Requirement 1
Condense the paragraph beginning "PROGRESS-BENCH evaluates whether a model" from the text on task progress reasoning in VLMs, keeping its main facts.
Requirement 2
Pick up the text on task progress reasoning in VLMs after its Figure 2 caption and write the passage that comes next.

Page
━━━━

Estimating task progress requires reasoning over long-horizon dynamics rather than recognizing static visual content. While modern Vision-Language Models (VLMs) excel at describing what is visible, it remains unclear whether they can infer how far a task has progressed from partial observations. To this end, we first introduce PROGRESS-BENCH, a benchmark for systematically evaluating progress reasoning in VLMs. Beyond benchmarking, we further explore a human inspired two-stage progress reasoning paradigm through both training-free prompting and training-based approach based on curated dataset PROGRESSLM-45K. Experiments on 14 VLMs show that most models are not yet ready for task progress estimation, exhibiting sensitivity to demonstration modality and viewpoint changes, as well as poor handling of unanswerable cases. While training-free prompting that enforces structured progress reasoning yields limited and model-dependent gains, the training-based PROGRESSLM-3B achieves consistent improvements even at a small model scale, despite being trained on a task set fully disjoint from the evaluation tasks. Further analyses reveal characteristic error patterns and clarify when and why progress reasoning succeeds or fails.

Benchmark Design and Curation

PROGRESS-BENCH evaluates whether a model can situate a single observation within the temporal structure of an ongoing task, going beyond static perception to reason about task progression. Rather than introducing all design factors at once, we construct the benchmark in successive stages, gradually increasing the reasoning challenges involved in progress estimation.

Specifically, PROGRESS-BENCH is designed around three key dimensions:

Demonstration Modality. We vary how task demonstrations are presented, including either vision-based (key frames showing complete world states) and text-based (step-by-step action descriptions) demonstrations to study progress reasoning under explicit versus implicit state information.
Viewpoint Correspondence. We control whether observations share the same viewpoint as the demonstration or come from a different view, enabling evaluation of robustness to viewpoint changes beyond visual similarity.
Answerability. We distinguish between answerable and inherently ambiguous cases, testing whether models can estimate progress when well-defined and abstain when it is not.

Overview — **Figure 2:** Progress-Bench construction. (a) *Demonstration Setup* provides vision-based key-frame demonstrations or text-based step descriptions with progress annotations. (b) *Observation Sampling* selects observations between or near demonstration steps, with progress assigned by interpolation; vision-based settings include same-view and cross-view cases. (c) *Answerability Augmentation* creates unanswerable samples by introducing mismatches between demonstrations and observations.

━━━━

Dataset rows
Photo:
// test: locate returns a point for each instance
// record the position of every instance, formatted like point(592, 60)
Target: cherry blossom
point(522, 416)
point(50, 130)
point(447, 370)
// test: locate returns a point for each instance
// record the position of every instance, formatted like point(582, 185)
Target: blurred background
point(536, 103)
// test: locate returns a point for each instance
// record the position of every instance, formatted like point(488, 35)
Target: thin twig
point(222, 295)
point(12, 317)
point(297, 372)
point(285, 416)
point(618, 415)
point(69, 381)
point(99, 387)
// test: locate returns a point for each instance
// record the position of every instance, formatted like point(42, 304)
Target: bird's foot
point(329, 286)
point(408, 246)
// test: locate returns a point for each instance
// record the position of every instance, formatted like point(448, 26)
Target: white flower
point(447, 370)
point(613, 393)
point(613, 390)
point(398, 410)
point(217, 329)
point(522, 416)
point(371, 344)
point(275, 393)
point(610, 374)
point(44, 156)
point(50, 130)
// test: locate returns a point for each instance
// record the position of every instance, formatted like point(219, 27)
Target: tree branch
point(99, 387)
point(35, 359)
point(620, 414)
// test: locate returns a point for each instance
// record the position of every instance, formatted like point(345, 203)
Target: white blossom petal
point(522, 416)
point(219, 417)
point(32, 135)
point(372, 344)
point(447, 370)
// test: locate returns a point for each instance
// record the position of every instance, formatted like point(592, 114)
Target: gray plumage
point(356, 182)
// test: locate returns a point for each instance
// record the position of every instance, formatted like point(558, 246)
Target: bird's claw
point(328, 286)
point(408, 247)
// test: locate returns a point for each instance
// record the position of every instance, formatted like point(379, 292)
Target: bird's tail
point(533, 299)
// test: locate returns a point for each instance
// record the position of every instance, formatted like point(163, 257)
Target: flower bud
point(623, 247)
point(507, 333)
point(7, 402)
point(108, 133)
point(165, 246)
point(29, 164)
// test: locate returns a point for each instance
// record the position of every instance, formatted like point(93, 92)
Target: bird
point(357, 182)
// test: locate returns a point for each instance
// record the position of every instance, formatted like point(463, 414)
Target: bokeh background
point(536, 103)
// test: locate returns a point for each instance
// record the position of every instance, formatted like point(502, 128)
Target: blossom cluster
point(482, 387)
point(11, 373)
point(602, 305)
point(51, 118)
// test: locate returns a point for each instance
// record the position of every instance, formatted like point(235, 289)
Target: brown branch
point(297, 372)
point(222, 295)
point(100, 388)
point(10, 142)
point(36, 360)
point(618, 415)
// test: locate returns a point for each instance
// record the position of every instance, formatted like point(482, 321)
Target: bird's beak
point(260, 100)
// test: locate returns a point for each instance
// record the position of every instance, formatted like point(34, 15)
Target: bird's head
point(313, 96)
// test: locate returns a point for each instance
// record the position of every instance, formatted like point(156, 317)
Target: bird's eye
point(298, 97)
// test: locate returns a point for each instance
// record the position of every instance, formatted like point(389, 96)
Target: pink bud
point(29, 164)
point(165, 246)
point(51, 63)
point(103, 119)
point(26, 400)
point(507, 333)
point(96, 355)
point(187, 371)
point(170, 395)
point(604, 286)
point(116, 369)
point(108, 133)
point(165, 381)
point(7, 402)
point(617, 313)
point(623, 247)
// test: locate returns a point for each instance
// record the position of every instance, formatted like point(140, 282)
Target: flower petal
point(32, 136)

━━━━

Expected output 1
PROGRESS-BENCH tests whether a model can place a single observation within the temporal structure of an ongoing task, reasoning about progression rather than static perception. The benchmark is built in successive stages, each adding harder progress-estimation challenges, rather than introducing all design factors at once.

Expected output 2
Towards Progress Reasoning in VLMs

We frame progress reasoning as a human-inspired two-stage process (Figure 1). Given a demonstration and a partial observation, humans first perform episodic retrieval to identify a representative reference step as a coarse anchor, and then apply mental simulation to reason how the task state evolves from this anchor to the current observation. This formulation treats progress estimation as reasoning over a latent task trajectory, rather than matching observations to fixed timestamps.

Training-Free Approach

We instantiate this two-stage reasoning via structured prompting without parameter updates. The prompt enforces an explicit schema with four fields: <ref_think> (episodic retrieval reasoning), <ref> (retrieved reference step), <score_think> (mental simulation), and <score> (final progress estimate), which the model follows at inference time.

Training-Based Approach

We further explore a training-based strategy to explicitly teach the two-stage reasoning process of episodic retrieval and mental simulation. We first perform supervised fine-tuning on our ProgressLM-25K-CoT dataset to internalize the structured reasoning format, where each example includes a task demonstration, a single observation, and a target reasoning trace specifying the reference step and progress score. To improve robustness and score calibration, we further apply a reinforcement learning stage that jointly rewards structured output, accurate reference retrieval, and precise progress estimation. This two-stage training procedure encourages models to produce interpretable reasoning while improving reliability under challenging progress estimation scenarios.

Data Source and Statistics

Results, Analysis, and Findings

Performance on Answerable Scenarios

How well do current VLMs perform at progress estimation? Overall, current VLMs show limited and highly unstable progress estimation under direct prediction (high NSE), with strong sensitivity to demonstration modality and frequent failures in producing coherent progress rankings (low PRC).
Does training-free progress reasoning help? Training-free, human-inspired prompting benefits only large-scale models, while smaller models often suffer degraded accuracy or increased false rejections.
Does training-based progress reasoning help? Explicit training consistently and substantially improves progress estimation, enabling even small models to outperform much larger baselines.

Performance under Viewpoint Variation

How do current VLMs handle viewpoint changes? Most VLMs experience a clear performance drop under cross-view observations, with higher score errors and disrupted progress ordering, particularly for small and medium-sized models that rely on visual similarity.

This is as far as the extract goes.